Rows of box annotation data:

+ + + +

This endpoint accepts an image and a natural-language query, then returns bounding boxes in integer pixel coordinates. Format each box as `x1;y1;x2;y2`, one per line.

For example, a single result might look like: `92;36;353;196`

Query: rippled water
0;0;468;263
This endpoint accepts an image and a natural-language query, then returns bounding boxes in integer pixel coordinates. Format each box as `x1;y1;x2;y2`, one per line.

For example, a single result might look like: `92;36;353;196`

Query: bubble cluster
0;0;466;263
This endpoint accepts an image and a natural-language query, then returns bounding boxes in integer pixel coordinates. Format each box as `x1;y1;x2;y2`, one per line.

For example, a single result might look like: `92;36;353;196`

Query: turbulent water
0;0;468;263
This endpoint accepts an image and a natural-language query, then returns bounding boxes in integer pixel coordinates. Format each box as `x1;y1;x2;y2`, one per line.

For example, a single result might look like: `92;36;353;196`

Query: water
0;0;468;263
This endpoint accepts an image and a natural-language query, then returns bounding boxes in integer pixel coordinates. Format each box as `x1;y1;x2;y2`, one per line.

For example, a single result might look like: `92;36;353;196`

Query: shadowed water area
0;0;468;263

+ + + +

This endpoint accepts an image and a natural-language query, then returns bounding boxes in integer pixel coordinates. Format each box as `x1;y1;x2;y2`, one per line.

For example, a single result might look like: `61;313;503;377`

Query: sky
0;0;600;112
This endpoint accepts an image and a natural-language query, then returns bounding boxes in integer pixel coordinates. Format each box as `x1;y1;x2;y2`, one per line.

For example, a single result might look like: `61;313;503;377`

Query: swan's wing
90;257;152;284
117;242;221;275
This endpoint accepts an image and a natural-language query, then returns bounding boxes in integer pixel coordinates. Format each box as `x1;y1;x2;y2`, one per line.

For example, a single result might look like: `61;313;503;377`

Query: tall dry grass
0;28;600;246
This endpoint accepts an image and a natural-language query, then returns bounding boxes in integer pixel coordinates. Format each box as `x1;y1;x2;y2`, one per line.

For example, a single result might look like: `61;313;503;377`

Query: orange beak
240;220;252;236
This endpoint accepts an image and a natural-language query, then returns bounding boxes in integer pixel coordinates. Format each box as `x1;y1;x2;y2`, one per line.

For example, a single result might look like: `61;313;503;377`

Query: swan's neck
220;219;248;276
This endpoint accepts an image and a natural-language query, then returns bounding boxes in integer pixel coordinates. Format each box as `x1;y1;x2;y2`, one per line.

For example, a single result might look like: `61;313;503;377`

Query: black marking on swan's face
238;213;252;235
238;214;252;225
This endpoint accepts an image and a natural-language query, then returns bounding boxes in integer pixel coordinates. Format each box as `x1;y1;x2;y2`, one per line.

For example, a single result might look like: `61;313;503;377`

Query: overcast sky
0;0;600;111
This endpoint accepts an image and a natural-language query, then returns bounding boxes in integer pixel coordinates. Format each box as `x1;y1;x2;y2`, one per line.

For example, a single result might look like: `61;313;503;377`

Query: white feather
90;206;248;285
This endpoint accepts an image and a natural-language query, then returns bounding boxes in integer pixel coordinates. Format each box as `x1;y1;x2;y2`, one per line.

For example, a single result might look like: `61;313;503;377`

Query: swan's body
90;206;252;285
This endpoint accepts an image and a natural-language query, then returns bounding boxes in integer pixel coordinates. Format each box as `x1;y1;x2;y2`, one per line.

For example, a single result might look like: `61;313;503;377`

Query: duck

+ + + +

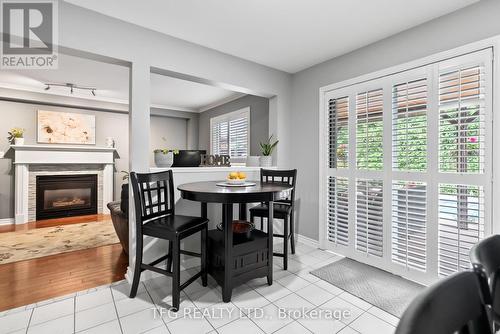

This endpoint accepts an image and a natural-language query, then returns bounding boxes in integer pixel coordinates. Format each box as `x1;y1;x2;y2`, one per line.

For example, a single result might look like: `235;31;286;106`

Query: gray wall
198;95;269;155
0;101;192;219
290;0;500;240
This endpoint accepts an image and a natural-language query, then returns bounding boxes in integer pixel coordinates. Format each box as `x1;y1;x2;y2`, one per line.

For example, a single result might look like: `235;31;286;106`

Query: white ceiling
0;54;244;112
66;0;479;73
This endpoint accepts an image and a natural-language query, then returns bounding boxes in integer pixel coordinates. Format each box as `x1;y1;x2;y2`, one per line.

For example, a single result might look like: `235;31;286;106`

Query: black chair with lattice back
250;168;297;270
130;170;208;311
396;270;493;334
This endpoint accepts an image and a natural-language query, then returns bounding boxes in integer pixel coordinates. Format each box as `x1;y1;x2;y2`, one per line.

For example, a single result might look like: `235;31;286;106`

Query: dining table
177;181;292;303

+ + + +

* _Exercise brief_
Count the lines in the records above that contain the string "swan". Reply with the number only.

* _Answer for this exercise_
4